## Objective
Lines before the one containing "Can you see the curly" are excluded. Repeat that line and every line after it, exactly.

-------------------------

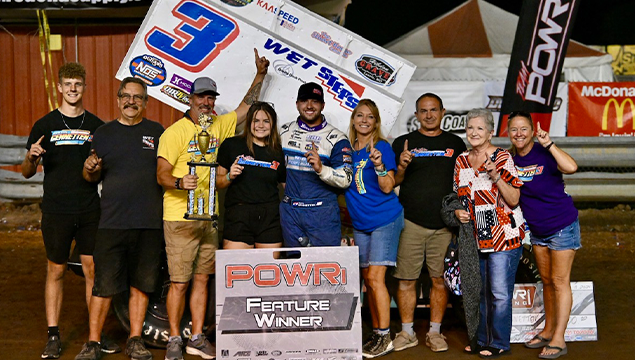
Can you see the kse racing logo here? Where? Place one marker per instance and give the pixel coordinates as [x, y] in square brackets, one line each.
[344, 91]
[200, 37]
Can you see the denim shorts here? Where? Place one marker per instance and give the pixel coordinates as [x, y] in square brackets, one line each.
[567, 238]
[379, 247]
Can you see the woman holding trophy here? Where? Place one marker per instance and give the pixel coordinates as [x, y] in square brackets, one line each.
[251, 166]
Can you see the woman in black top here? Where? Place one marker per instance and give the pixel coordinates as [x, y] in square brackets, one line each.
[251, 166]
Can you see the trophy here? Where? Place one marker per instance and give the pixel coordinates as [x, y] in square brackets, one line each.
[196, 201]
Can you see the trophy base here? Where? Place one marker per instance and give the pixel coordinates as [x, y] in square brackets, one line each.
[204, 217]
[202, 163]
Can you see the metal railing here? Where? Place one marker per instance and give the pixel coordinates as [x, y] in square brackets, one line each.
[606, 168]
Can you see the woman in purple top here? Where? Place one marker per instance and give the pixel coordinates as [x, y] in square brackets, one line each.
[553, 221]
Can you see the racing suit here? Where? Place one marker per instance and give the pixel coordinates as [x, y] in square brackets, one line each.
[309, 212]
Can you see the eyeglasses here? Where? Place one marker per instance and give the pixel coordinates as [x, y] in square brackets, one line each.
[126, 97]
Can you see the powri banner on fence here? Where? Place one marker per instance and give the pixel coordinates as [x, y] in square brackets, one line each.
[601, 109]
[182, 40]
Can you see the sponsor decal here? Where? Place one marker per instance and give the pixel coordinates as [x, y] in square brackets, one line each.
[527, 173]
[176, 94]
[345, 91]
[333, 45]
[148, 142]
[148, 68]
[70, 137]
[237, 3]
[285, 69]
[181, 83]
[496, 102]
[197, 40]
[619, 112]
[524, 296]
[272, 275]
[375, 69]
[544, 54]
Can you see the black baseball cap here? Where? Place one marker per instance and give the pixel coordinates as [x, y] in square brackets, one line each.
[202, 85]
[311, 91]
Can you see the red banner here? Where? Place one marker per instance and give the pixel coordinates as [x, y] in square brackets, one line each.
[601, 109]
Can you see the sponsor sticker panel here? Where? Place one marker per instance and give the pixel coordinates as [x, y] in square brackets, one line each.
[528, 316]
[294, 308]
[181, 40]
[601, 109]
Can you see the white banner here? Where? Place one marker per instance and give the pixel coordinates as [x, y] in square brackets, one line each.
[528, 313]
[459, 97]
[288, 309]
[182, 40]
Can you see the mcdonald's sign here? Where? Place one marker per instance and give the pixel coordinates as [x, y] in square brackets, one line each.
[619, 112]
[601, 109]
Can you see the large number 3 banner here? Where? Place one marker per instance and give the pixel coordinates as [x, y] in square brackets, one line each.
[181, 40]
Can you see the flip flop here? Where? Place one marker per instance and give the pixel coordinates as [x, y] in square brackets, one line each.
[542, 343]
[494, 352]
[561, 351]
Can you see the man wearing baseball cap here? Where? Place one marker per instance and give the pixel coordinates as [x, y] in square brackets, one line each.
[319, 166]
[191, 245]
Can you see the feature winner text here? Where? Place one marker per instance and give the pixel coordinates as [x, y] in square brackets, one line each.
[265, 312]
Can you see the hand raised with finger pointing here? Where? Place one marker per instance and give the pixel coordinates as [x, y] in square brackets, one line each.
[542, 136]
[313, 158]
[406, 156]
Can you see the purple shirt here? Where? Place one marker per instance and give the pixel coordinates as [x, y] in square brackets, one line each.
[545, 204]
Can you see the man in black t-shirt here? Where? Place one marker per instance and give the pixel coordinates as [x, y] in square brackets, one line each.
[425, 169]
[60, 141]
[130, 236]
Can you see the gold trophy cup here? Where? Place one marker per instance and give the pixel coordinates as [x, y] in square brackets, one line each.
[196, 209]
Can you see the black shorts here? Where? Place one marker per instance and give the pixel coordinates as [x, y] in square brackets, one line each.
[127, 257]
[253, 224]
[59, 230]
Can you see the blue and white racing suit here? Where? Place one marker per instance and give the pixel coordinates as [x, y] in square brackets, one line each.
[309, 209]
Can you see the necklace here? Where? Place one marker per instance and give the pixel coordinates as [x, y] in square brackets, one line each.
[64, 121]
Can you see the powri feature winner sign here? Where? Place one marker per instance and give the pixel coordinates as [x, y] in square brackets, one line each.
[293, 308]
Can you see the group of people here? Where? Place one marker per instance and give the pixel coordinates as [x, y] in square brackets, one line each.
[145, 182]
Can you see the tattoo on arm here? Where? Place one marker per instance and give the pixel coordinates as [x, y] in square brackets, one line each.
[253, 94]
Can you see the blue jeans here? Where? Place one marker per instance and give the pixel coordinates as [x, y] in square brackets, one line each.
[498, 272]
[379, 247]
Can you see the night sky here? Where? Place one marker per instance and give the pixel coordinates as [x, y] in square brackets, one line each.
[598, 22]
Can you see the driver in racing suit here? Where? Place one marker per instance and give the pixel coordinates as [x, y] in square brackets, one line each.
[319, 166]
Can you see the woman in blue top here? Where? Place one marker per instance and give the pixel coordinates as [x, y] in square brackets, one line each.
[553, 221]
[377, 217]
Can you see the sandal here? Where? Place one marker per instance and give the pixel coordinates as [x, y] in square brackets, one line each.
[541, 343]
[493, 352]
[561, 351]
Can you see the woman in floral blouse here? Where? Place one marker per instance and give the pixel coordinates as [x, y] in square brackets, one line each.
[487, 184]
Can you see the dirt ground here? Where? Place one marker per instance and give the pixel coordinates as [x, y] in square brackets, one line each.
[607, 258]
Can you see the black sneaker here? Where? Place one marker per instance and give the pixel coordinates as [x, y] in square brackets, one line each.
[108, 346]
[90, 351]
[136, 349]
[201, 347]
[382, 345]
[53, 348]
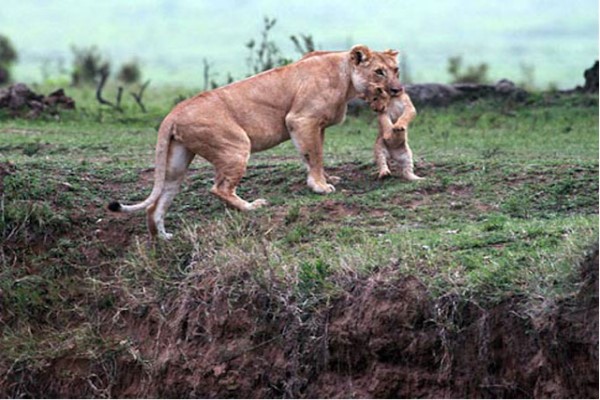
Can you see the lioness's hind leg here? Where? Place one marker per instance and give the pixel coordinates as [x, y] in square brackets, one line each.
[177, 165]
[229, 173]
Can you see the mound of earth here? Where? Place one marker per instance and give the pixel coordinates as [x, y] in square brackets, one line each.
[20, 101]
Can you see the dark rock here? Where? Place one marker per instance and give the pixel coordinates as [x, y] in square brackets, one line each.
[591, 79]
[20, 100]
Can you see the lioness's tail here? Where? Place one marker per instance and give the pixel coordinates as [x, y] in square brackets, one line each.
[162, 152]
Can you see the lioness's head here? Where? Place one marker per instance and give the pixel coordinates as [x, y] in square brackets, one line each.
[374, 67]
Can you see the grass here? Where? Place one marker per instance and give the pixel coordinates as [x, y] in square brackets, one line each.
[509, 206]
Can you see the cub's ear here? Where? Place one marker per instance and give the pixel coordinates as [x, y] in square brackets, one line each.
[392, 53]
[360, 54]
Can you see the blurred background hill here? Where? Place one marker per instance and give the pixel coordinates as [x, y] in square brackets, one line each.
[547, 43]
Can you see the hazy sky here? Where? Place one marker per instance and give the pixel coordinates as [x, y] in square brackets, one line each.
[170, 38]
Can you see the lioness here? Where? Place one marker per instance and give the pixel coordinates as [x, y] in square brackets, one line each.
[394, 115]
[227, 124]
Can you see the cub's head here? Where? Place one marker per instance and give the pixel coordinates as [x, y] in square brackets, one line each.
[374, 67]
[377, 98]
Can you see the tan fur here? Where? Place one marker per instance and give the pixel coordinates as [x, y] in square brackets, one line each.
[395, 113]
[226, 125]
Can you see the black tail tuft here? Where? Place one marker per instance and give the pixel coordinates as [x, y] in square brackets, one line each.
[114, 206]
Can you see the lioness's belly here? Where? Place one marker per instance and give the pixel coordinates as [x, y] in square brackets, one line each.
[265, 140]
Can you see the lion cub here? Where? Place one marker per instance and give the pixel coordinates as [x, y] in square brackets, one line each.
[391, 145]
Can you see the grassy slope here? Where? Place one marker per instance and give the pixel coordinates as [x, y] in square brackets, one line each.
[509, 204]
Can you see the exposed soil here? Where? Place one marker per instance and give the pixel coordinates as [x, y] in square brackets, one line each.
[386, 336]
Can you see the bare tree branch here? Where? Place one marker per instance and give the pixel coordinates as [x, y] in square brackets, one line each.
[138, 96]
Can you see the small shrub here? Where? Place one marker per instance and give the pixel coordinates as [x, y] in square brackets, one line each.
[264, 54]
[473, 73]
[8, 56]
[130, 72]
[88, 66]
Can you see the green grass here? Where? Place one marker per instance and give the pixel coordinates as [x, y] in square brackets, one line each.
[509, 206]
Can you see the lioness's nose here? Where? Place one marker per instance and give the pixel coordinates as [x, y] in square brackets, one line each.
[395, 90]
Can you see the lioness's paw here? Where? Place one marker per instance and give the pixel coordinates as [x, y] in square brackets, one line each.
[334, 179]
[323, 189]
[384, 174]
[165, 235]
[258, 203]
[409, 176]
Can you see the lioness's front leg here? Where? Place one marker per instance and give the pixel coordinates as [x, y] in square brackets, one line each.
[306, 135]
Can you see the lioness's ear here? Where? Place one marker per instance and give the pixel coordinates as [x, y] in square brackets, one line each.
[390, 52]
[360, 54]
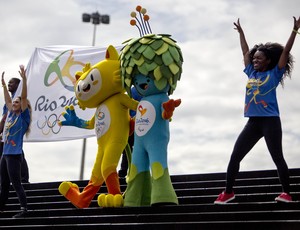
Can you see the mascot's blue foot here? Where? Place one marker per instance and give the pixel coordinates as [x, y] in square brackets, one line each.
[162, 190]
[138, 192]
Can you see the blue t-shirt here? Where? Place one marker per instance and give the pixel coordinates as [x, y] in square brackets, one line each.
[15, 128]
[260, 99]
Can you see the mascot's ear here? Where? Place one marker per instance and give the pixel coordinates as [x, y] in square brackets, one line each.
[112, 53]
[78, 75]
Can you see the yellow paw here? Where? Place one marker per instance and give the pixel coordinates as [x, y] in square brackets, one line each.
[65, 186]
[109, 200]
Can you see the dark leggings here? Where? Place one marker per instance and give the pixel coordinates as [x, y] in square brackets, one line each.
[10, 171]
[256, 128]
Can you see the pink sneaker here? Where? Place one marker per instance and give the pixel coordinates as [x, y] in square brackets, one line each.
[224, 197]
[284, 197]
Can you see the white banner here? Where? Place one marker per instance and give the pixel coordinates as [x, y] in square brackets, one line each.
[50, 80]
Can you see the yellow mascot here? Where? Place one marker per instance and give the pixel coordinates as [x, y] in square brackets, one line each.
[100, 87]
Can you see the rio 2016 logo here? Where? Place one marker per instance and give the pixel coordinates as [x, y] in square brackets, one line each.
[49, 123]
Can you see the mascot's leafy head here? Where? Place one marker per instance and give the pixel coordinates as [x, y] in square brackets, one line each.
[154, 55]
[94, 84]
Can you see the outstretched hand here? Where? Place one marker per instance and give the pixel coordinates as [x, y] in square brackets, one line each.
[296, 23]
[2, 79]
[22, 72]
[238, 26]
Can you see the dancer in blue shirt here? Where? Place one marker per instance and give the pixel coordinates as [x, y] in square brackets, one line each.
[16, 126]
[266, 66]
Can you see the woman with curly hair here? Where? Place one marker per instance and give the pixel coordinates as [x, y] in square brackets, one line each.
[16, 126]
[266, 65]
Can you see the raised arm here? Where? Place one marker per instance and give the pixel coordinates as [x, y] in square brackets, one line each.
[24, 102]
[7, 98]
[286, 51]
[243, 42]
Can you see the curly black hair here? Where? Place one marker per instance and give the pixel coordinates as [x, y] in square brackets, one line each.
[272, 52]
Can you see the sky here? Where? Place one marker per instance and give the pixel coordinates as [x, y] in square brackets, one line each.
[205, 126]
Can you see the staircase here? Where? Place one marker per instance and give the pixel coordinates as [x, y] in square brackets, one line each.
[253, 208]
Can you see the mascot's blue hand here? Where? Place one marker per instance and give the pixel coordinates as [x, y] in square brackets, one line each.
[71, 118]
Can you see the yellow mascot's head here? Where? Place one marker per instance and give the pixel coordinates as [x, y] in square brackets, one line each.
[94, 84]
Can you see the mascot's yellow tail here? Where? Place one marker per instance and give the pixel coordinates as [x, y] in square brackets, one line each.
[77, 198]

-------------------------

## Response for this exercise
Can you see the curly black hair here? Where? Place one marker per instance and give the pixel coordinates as [x, y] in square brackets, one line each.
[272, 52]
Can you see the sky here? Where? Place one marker per instance and give the pixel coordinates as [x, y] in square brackets, one line each.
[205, 126]
Can you see the staircase here? Where? Place one marker per instance and give the pixel coordinates as [x, y] in square brackets, one line each.
[253, 208]
Can you see the mascot's blue hand here? Where? Place one marker per instance and give the pixel coordinates as [x, y] in square brackets, one line each.
[71, 118]
Can you see the yellow mascot's head here? Where? Place one marker per instance and give the pixel coordinates as [x, y] in square brackets, one line each.
[94, 84]
Can you see the mascot's yellow tail here? Where? Place one marker per instance and give the pixel coordinates as [x, y] in square brackets, one line each.
[77, 198]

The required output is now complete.